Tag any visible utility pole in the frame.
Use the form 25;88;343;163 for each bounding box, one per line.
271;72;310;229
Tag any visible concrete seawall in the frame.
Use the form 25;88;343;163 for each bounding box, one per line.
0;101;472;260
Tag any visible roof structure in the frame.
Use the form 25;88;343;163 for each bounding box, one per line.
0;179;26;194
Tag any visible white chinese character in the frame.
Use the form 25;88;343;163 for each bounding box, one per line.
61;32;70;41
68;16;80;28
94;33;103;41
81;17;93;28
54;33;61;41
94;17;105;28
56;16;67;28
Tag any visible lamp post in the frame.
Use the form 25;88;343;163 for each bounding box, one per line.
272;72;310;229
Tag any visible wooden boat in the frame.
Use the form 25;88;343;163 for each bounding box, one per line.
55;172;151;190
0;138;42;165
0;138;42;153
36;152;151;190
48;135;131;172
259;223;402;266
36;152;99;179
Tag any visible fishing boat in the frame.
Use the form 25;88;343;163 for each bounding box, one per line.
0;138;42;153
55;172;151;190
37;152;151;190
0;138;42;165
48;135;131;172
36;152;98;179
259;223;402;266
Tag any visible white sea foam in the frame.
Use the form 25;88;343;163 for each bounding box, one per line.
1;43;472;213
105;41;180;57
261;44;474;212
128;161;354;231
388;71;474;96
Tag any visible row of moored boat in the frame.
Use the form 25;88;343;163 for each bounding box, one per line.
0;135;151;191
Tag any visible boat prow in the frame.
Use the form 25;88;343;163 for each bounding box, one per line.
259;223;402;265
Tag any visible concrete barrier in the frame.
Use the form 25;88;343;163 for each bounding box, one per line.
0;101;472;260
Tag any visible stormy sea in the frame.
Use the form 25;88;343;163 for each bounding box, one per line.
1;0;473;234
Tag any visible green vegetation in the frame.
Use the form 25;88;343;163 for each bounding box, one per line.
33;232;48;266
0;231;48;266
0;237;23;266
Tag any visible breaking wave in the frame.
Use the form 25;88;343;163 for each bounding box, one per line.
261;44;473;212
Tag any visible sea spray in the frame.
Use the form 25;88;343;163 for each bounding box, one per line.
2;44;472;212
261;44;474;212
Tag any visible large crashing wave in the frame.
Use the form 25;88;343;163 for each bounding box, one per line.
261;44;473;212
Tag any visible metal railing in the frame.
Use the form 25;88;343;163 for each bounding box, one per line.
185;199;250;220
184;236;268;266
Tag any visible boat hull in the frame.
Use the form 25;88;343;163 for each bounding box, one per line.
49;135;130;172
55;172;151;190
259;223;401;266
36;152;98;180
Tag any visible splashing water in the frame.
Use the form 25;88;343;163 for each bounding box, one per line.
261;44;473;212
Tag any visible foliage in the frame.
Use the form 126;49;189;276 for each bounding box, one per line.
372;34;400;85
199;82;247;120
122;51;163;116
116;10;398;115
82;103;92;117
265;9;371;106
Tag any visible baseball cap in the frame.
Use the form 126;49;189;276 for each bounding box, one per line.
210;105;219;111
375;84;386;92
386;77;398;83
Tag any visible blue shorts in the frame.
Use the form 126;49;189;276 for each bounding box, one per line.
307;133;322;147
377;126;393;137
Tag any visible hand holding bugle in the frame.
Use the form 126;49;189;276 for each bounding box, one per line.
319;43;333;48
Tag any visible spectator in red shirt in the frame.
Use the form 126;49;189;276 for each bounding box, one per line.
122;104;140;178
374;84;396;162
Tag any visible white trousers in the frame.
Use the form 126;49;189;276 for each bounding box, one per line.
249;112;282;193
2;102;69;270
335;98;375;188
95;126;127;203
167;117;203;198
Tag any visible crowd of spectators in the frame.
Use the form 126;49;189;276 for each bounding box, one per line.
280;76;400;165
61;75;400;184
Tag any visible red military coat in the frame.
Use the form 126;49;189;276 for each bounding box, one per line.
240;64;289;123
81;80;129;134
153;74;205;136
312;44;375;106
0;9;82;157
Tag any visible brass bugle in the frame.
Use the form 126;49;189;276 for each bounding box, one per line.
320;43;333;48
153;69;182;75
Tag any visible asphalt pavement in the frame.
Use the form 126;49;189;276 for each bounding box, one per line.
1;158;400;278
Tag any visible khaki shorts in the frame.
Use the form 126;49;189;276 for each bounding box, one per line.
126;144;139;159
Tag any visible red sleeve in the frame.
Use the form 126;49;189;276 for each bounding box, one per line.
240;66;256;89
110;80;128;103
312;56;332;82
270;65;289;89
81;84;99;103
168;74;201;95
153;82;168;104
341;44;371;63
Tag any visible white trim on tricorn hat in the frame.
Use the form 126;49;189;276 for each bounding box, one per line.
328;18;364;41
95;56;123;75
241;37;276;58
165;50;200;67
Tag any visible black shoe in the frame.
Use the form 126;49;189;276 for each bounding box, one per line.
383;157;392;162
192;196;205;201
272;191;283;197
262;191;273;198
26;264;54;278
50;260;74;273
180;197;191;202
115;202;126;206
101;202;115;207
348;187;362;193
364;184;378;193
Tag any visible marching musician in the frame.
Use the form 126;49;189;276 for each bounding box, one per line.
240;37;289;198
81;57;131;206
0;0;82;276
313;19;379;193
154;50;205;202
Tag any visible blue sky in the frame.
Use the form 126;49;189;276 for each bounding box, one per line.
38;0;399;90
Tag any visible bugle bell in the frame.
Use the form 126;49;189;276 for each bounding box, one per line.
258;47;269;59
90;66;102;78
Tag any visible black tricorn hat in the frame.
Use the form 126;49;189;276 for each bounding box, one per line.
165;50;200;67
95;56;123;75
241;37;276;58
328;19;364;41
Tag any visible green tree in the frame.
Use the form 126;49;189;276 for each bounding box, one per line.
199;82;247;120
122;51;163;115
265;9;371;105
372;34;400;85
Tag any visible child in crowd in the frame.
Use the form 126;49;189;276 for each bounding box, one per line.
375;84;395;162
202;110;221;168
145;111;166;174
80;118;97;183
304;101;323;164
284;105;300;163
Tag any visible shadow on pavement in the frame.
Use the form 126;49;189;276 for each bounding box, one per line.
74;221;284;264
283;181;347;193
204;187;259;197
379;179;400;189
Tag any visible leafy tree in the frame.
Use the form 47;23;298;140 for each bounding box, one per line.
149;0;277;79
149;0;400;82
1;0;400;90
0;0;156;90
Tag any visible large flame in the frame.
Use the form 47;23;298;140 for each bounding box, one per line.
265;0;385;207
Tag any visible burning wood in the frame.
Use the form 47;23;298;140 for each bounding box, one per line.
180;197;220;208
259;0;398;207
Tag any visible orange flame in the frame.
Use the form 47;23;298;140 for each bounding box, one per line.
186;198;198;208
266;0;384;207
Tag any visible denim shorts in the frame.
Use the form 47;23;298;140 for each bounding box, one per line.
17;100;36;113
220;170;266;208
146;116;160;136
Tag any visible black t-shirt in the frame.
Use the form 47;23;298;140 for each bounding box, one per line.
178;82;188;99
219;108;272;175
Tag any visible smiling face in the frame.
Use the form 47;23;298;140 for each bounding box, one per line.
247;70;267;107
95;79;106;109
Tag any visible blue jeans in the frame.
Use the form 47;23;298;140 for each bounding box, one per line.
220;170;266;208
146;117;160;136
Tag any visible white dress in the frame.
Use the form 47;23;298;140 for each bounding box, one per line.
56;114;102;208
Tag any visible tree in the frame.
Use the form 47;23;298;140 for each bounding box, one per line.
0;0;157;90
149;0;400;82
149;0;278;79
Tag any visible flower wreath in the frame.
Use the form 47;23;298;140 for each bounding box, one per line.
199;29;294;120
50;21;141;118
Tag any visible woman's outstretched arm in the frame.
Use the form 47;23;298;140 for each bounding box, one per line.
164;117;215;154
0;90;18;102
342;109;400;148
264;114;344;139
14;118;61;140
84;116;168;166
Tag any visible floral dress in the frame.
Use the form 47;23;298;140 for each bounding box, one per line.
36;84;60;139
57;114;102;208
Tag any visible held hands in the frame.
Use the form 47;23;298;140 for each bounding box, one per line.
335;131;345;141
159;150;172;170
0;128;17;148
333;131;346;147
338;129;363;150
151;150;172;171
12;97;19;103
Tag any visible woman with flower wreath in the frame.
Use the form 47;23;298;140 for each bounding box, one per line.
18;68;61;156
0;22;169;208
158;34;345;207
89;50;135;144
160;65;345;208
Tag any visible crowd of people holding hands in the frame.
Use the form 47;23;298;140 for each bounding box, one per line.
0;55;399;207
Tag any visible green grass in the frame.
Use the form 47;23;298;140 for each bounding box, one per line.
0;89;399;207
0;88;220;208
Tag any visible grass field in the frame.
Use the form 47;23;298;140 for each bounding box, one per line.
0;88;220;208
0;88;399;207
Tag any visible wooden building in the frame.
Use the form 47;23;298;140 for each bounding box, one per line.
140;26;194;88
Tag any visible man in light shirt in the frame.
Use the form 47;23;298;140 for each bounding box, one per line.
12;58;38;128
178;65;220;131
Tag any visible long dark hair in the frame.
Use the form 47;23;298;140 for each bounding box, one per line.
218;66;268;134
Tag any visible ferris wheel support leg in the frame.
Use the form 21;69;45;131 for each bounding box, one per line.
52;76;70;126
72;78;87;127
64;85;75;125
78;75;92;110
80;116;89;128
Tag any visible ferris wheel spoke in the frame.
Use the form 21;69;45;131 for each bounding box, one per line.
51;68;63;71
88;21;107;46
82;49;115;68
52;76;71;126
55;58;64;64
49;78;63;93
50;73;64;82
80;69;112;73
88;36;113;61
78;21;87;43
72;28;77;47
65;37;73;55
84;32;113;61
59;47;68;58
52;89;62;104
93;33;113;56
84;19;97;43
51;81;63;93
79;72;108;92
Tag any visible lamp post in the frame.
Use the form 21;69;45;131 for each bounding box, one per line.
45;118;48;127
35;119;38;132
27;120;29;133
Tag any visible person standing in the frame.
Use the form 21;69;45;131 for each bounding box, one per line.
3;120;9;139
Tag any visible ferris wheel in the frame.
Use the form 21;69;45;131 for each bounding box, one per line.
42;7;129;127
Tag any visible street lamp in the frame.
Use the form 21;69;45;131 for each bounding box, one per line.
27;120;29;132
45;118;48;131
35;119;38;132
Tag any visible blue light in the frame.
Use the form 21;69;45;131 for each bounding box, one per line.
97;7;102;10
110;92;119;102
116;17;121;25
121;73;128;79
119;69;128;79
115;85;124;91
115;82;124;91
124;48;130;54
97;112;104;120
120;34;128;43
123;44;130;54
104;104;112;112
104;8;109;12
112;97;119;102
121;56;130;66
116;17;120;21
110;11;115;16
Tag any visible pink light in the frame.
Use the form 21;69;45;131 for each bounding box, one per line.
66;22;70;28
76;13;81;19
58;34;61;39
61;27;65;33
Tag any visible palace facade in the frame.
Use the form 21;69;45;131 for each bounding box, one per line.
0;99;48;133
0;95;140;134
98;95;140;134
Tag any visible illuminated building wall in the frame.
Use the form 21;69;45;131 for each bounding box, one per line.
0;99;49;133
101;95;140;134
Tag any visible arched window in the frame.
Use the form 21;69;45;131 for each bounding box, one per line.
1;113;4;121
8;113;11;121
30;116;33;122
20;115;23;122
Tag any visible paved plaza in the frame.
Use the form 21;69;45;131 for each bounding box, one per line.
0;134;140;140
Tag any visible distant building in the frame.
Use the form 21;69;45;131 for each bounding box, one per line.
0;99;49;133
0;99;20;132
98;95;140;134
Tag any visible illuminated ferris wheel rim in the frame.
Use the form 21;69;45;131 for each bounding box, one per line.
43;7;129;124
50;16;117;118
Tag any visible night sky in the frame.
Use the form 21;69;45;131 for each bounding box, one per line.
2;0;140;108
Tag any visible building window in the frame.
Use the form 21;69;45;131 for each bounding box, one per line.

Your objective: Using the material above, filter for lines holding "illuminated" and copy each one.

Task solution:
Tag any visible illuminated building wall in the frame.
Tag any visible illuminated ferris wheel rim in the frame.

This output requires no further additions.